### WORK REQUIRED
For every entry that follows, return an identical copy.

[Data entries]
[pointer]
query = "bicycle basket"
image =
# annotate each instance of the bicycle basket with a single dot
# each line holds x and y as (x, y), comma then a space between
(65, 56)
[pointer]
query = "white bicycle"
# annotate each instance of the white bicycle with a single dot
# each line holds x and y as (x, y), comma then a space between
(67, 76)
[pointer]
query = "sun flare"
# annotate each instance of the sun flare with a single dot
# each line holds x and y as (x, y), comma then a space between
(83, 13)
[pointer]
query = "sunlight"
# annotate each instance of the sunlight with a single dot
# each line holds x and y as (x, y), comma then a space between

### ANSWER BOX
[pointer]
query = "bicycle basket"
image =
# annotate each instance of the bicycle basket with a single dot
# each line holds x and y as (x, y), comma then a space between
(65, 56)
[pointer]
query = "white bicycle"
# annotate each instance of the white bicycle with a single dot
# each line holds x and y as (x, y), comma then a space between
(67, 76)
[pointer]
query = "sun flare"
# annotate each instance of the sun flare with a single dot
# each line holds x and y as (x, y), comma then a space between
(83, 13)
[pointer]
query = "sunlight"
# annotate each instance of the sunlight with a single dot
# each line holds x and y as (x, y), comma then a space between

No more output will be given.